:: WORK TO DO ::
1. Which real people does the passage on Nussbaum's reading of Hamilton name?
2. Extend the passage on Nussbaum's reading of Hamilton, picking up after its final sentence.

:: ARTICLE ::
Martha Nussbaum’s reading of Lin-Manuel Miranda’s Hamilton makes what is at once a formal and an historical point (not to mention a moral one). By casting the ultimately fatal rivalry between Alexander Hamilton and Aaron Burr as a reworking of the Choice of Hercules, Nussbaum draws out the musical’s allegorical dimensions so that flesh-and-blood historical figures become avatars of political virtues and vices. Yet in taking this seemingly formal turn, she also vaults us directly into the lives of the founding fathers who, as she reminds us, often modeled their endeavors after classical examples. When the men of the founding era acted with confidence in the rightness of their aims, they did so in the belief that their actions had the sanction of established authority. Their apparent novelty lay in their awareness of themselves as renewing preexisting principles and conforming to approved forms bequeathed to them from the Classical and Enlightenment periods.

:: DATA ROWS ::

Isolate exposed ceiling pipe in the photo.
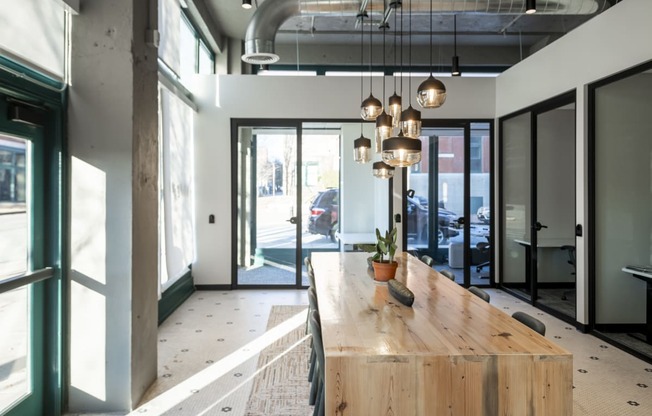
[242,0,609,65]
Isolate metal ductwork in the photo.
[242,0,609,65]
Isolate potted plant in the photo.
[371,227,398,282]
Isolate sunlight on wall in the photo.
[70,157,107,401]
[70,157,106,284]
[70,278,107,401]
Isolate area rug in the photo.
[245,305,313,416]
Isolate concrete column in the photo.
[68,0,158,412]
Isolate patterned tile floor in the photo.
[70,289,652,416]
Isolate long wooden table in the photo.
[312,253,573,416]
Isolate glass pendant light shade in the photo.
[382,134,421,168]
[525,0,537,14]
[353,135,371,163]
[417,74,446,108]
[373,162,395,179]
[387,93,403,127]
[376,111,393,146]
[401,106,421,139]
[360,94,383,121]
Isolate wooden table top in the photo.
[312,253,572,360]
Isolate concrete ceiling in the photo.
[204,0,624,69]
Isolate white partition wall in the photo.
[191,75,495,285]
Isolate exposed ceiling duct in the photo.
[242,0,609,65]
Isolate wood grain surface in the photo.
[312,253,573,416]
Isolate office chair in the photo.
[475,241,491,279]
[439,269,455,282]
[469,286,491,303]
[421,254,435,267]
[559,246,575,300]
[512,311,546,336]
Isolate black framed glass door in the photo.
[233,121,341,287]
[500,93,575,320]
[404,121,492,286]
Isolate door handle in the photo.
[532,221,548,231]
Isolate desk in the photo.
[514,238,575,293]
[312,253,573,416]
[622,267,652,344]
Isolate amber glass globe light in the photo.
[353,135,371,163]
[417,74,446,108]
[387,93,403,127]
[401,106,421,139]
[360,94,383,121]
[382,133,421,168]
[373,162,395,179]
[376,111,393,149]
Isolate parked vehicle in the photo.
[308,188,340,242]
[407,195,459,245]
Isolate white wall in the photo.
[191,75,495,285]
[496,0,652,324]
[0,0,64,80]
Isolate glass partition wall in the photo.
[404,121,492,286]
[500,93,576,322]
[589,63,652,361]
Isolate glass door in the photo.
[0,95,60,415]
[405,123,492,286]
[236,126,302,286]
[501,93,575,312]
[235,122,342,287]
[500,112,533,299]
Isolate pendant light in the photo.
[353,13,371,163]
[360,1,383,121]
[373,162,396,179]
[416,0,446,109]
[382,132,421,168]
[353,136,371,163]
[451,14,462,77]
[376,19,393,148]
[525,0,537,14]
[401,0,422,139]
[387,2,403,127]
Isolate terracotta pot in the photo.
[373,261,398,282]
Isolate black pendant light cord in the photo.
[358,12,364,133]
[428,0,432,76]
[408,0,412,101]
[369,0,374,95]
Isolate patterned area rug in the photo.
[245,305,313,416]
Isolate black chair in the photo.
[469,286,491,303]
[475,241,491,279]
[559,246,575,300]
[512,311,546,336]
[310,311,326,416]
[308,286,319,384]
[439,269,455,282]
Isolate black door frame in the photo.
[402,119,495,287]
[498,90,577,318]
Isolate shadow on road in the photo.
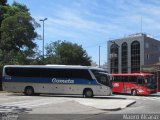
[5,93,126,100]
[0,105,32,114]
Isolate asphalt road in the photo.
[0,94,160,120]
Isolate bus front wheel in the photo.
[83,89,93,98]
[131,89,137,96]
[24,86,34,96]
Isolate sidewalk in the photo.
[0,91,136,111]
[75,98,136,111]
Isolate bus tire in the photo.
[83,89,93,98]
[24,86,34,96]
[131,89,137,96]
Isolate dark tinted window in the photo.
[128,76,137,83]
[114,76,122,82]
[6,67,92,80]
[122,76,129,82]
[67,69,92,80]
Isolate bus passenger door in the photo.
[112,76,124,93]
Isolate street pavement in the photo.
[0,93,136,112]
[0,92,160,120]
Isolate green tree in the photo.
[0,2,39,64]
[0,0,7,5]
[45,41,91,66]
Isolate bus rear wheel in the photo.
[83,89,93,98]
[24,86,34,96]
[131,89,137,96]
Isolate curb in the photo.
[126,101,136,107]
[101,101,136,111]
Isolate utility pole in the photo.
[99,46,101,67]
[39,18,47,61]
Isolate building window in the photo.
[147,54,149,60]
[121,42,128,73]
[131,41,140,73]
[110,43,118,73]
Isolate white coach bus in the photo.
[2,65,112,97]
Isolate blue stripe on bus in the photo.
[2,76,98,85]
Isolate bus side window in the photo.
[114,76,122,82]
[122,76,128,82]
[129,76,137,83]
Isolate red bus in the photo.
[112,73,157,96]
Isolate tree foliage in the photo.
[45,41,91,66]
[0,2,39,64]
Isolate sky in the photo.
[8,0,160,65]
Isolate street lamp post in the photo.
[39,18,47,60]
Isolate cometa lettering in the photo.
[52,78,74,84]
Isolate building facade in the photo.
[107,33,160,73]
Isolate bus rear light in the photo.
[138,89,144,92]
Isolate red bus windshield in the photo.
[112,73,157,94]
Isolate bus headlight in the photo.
[138,89,144,92]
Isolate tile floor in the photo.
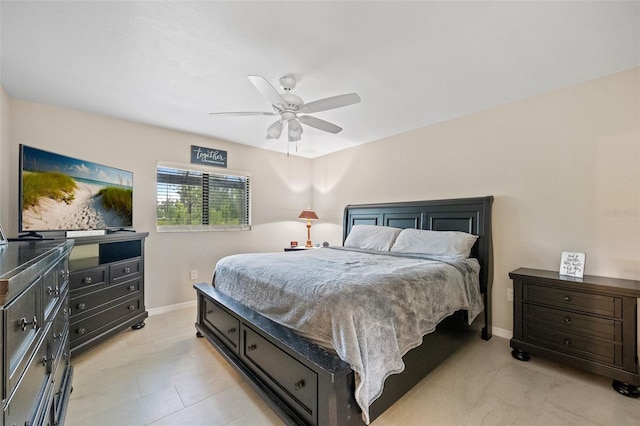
[65,307,640,426]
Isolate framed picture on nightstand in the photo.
[560,251,585,278]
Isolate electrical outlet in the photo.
[507,288,513,302]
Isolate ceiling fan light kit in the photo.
[211,75,360,149]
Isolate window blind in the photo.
[156,165,251,232]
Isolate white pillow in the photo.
[344,225,402,251]
[391,229,478,259]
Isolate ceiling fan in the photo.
[210,75,360,142]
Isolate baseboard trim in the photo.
[491,327,513,340]
[147,300,196,317]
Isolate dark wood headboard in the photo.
[342,196,493,340]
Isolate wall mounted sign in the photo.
[191,145,227,167]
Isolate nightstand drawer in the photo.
[526,325,622,366]
[522,285,622,318]
[523,304,622,342]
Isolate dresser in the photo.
[0,240,73,426]
[69,232,149,357]
[509,268,640,398]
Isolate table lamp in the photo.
[298,209,318,247]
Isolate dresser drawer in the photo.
[526,325,622,366]
[69,297,144,345]
[109,258,142,281]
[523,285,622,318]
[523,304,622,342]
[42,263,67,320]
[4,332,49,425]
[203,299,240,353]
[69,278,142,319]
[242,326,318,424]
[5,278,45,386]
[69,266,108,292]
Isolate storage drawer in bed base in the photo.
[195,284,364,426]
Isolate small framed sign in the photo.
[191,145,227,168]
[560,251,585,278]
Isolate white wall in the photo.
[0,86,13,228]
[313,69,640,330]
[0,99,311,309]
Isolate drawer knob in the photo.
[20,315,38,331]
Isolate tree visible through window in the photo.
[156,165,251,231]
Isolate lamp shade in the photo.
[298,209,318,220]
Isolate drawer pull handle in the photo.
[20,315,38,331]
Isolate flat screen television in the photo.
[18,145,133,236]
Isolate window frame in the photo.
[155,161,252,232]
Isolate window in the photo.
[156,164,251,232]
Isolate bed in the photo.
[194,197,493,425]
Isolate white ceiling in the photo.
[0,0,640,158]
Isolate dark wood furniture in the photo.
[194,197,493,426]
[0,241,73,425]
[509,268,640,398]
[69,232,149,357]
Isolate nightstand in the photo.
[509,268,640,398]
[284,246,312,251]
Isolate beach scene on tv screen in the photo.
[21,146,133,231]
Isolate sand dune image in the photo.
[22,181,131,231]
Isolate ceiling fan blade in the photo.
[267,120,283,139]
[298,115,342,133]
[300,93,360,113]
[247,75,286,105]
[209,111,278,116]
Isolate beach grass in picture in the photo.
[20,145,133,232]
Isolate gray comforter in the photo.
[214,248,483,424]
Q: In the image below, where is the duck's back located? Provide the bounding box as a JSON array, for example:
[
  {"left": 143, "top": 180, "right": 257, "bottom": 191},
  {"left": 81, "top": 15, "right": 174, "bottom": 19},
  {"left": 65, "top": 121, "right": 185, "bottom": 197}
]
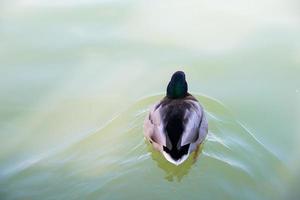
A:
[{"left": 160, "top": 96, "right": 205, "bottom": 153}]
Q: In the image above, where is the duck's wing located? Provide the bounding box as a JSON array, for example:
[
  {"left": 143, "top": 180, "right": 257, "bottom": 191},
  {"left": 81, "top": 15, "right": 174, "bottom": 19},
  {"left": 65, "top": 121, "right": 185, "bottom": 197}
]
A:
[
  {"left": 144, "top": 103, "right": 166, "bottom": 150},
  {"left": 181, "top": 100, "right": 208, "bottom": 146}
]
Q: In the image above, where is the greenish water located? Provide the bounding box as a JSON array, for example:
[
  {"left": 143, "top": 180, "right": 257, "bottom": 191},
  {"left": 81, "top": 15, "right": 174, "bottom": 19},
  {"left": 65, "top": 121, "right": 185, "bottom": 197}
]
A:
[{"left": 0, "top": 0, "right": 300, "bottom": 200}]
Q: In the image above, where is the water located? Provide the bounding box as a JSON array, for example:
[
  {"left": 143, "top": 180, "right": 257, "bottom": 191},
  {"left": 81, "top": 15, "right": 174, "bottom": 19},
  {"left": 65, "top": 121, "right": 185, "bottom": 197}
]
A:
[{"left": 0, "top": 0, "right": 300, "bottom": 200}]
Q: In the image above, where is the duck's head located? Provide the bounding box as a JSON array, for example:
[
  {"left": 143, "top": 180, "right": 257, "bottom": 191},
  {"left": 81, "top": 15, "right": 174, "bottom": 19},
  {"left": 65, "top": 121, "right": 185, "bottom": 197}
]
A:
[{"left": 167, "top": 71, "right": 188, "bottom": 99}]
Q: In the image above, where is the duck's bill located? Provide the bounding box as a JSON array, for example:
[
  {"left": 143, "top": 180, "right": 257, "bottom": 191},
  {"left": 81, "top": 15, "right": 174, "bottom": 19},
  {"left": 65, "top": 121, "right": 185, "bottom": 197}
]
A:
[{"left": 162, "top": 151, "right": 189, "bottom": 166}]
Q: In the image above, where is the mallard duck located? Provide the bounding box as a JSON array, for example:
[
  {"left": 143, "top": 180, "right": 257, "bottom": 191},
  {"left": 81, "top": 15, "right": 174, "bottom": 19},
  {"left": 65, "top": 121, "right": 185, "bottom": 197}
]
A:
[{"left": 144, "top": 71, "right": 208, "bottom": 165}]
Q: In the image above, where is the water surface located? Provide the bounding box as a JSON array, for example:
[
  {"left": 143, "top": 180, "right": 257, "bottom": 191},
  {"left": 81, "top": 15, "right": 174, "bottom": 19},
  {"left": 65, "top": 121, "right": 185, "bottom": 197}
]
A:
[{"left": 0, "top": 0, "right": 300, "bottom": 200}]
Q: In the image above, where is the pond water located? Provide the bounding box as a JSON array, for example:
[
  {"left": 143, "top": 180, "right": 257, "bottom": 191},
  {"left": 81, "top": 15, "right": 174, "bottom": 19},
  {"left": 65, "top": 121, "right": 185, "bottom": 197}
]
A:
[{"left": 0, "top": 0, "right": 300, "bottom": 200}]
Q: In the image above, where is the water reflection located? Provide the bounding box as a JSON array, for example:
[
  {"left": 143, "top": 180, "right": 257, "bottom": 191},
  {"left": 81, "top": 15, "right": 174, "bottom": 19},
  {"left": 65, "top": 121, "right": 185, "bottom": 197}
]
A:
[{"left": 146, "top": 141, "right": 203, "bottom": 182}]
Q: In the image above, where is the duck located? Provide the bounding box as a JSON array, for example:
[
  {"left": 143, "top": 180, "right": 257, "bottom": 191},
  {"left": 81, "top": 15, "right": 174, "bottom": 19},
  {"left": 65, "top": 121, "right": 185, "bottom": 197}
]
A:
[{"left": 144, "top": 71, "right": 208, "bottom": 165}]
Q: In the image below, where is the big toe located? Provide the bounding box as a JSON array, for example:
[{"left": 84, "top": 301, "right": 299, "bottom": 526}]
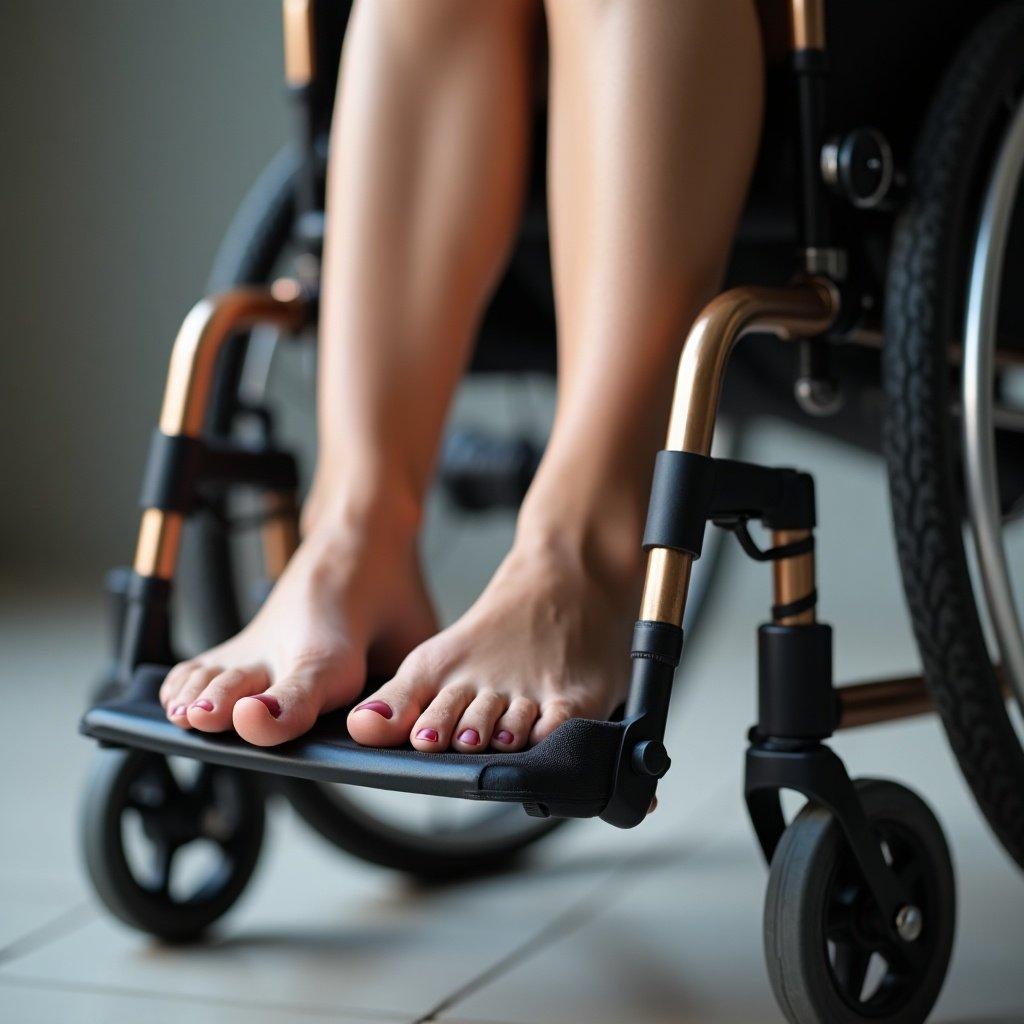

:: OUTPUTS ::
1. Martha Nussbaum, Lin-Manuel Miranda, Alexander Hamilton, Aaron Burr

2.
Hamilton can be seen as staging a battle royal of forms, in which romance, comedy, and tragedy vie for pride of place, only to concede defeat.
In counterpoint to Nussbaum’s observations, though, I want to explore another way in which matters both formal and historical intertwine, in Hamilton and in the aesthetic history in which it participates. Important to this consideration is not a delineation of how Hamilton corresponds to clearly discernible forms, but rather an account of how Miranda’s musical enacts the sometimes worrying, sometimes exhilarating possibility that perhaps no aesthetic form may be adequate to the idea of democracy that animates our nation’s history.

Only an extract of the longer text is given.